Records for this exercise:

= = = = =

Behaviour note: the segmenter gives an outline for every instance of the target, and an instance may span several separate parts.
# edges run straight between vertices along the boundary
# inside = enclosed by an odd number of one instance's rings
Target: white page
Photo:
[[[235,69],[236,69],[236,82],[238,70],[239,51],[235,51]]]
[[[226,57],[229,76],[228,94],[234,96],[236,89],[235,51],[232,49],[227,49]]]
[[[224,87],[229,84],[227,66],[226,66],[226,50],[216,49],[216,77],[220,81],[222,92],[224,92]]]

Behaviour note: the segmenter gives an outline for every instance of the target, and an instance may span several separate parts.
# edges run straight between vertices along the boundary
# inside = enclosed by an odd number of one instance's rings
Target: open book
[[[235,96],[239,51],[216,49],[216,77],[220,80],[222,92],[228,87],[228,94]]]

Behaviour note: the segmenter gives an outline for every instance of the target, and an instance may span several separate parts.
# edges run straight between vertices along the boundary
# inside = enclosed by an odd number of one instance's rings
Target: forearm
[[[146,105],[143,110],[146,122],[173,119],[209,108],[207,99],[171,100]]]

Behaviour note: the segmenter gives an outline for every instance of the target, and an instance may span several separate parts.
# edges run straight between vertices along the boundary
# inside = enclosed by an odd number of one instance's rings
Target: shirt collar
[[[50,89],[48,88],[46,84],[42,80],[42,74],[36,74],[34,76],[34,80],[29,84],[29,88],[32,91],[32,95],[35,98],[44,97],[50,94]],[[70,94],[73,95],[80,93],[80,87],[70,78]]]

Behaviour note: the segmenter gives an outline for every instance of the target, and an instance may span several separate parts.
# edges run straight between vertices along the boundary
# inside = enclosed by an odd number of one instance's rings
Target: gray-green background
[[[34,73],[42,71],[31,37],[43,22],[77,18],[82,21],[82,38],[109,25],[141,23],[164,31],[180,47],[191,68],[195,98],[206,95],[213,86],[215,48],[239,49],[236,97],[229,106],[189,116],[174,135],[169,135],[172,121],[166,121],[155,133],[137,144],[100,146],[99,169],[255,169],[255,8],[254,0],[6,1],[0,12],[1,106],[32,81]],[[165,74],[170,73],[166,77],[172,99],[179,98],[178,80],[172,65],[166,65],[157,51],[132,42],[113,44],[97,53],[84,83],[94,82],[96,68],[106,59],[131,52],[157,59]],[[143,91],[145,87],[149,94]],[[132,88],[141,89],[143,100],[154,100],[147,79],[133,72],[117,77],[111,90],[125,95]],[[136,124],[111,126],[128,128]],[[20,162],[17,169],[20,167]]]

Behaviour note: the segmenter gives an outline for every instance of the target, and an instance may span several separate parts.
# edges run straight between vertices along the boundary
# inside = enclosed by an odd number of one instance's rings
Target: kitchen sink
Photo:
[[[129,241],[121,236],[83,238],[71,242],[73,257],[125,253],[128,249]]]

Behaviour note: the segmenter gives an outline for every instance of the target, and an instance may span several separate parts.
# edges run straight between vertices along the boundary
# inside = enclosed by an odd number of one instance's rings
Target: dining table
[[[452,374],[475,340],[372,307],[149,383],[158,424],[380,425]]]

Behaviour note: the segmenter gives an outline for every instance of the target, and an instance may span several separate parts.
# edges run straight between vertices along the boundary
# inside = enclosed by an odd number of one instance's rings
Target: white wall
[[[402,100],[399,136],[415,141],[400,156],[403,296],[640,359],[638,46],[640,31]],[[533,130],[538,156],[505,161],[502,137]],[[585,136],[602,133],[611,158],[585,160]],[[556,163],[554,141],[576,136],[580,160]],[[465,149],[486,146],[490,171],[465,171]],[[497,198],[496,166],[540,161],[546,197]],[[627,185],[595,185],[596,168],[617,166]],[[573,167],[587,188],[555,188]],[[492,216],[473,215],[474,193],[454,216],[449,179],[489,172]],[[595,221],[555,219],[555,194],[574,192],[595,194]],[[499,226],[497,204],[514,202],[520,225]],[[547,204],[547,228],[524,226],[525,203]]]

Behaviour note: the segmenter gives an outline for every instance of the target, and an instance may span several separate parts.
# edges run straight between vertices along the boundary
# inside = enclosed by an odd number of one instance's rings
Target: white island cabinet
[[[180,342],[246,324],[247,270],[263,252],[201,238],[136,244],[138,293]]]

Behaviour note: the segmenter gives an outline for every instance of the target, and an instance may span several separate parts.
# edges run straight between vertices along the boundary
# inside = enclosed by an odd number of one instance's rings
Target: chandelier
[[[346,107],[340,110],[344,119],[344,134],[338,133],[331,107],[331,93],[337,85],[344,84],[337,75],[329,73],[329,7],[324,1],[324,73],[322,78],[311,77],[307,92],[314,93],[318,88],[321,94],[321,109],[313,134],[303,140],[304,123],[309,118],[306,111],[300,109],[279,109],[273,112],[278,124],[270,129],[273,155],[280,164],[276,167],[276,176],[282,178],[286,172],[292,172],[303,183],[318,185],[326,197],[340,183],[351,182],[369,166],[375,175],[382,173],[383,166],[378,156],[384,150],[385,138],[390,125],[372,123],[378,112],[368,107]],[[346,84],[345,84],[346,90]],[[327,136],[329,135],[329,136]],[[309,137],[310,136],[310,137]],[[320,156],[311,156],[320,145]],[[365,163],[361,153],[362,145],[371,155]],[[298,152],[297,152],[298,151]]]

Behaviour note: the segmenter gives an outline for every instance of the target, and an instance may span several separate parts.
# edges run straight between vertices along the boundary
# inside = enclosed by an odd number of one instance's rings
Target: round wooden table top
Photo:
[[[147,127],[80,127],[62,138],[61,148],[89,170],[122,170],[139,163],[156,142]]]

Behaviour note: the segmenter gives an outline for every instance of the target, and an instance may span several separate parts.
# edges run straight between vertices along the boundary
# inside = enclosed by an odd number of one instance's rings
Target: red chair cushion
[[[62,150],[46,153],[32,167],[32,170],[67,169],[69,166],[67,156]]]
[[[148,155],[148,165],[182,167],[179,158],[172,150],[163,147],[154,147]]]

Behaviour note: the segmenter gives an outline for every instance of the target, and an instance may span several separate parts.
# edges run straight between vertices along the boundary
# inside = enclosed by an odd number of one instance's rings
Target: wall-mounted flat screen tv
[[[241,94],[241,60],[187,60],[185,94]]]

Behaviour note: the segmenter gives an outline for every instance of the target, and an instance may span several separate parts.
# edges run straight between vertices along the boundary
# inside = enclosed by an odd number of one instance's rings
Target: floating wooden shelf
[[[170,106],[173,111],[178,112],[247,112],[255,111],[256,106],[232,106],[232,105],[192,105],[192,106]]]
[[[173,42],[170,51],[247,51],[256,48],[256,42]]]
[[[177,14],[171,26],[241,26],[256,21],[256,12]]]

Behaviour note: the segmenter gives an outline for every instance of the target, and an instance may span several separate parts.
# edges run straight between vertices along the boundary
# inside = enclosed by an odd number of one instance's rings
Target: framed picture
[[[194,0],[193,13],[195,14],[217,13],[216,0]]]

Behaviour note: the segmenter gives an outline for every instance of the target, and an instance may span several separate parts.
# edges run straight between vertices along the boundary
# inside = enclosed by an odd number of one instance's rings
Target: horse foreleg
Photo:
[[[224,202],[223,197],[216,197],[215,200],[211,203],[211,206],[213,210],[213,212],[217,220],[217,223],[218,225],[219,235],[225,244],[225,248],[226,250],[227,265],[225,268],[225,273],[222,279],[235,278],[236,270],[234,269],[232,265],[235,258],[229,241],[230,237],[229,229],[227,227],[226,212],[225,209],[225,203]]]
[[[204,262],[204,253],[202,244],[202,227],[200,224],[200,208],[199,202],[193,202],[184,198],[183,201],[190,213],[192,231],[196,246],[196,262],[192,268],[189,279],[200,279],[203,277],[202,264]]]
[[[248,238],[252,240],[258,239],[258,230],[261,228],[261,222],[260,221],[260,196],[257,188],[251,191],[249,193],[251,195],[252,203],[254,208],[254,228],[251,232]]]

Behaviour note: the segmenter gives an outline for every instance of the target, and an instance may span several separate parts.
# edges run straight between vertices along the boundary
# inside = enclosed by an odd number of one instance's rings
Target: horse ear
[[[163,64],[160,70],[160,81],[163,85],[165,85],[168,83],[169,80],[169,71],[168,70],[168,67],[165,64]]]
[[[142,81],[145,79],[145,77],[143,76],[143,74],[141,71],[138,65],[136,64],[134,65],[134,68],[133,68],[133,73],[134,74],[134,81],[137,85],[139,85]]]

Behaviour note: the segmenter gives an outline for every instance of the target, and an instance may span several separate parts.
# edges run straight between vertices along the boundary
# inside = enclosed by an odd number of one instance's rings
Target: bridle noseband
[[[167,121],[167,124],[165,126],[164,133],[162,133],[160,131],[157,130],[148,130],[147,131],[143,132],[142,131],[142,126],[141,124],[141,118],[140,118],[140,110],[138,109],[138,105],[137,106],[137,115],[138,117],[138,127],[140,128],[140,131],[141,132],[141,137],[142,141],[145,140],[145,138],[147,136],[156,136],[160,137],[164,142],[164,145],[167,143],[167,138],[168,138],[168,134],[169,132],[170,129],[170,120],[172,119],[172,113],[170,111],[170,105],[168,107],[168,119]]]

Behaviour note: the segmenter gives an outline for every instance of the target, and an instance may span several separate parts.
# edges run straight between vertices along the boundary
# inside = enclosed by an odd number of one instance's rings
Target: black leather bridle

= = = = =

Exercise instructions: Filter the items above, copying each line that contains the word "bridle".

Answer to this problem:
Target: bridle noseband
Target: black leather bridle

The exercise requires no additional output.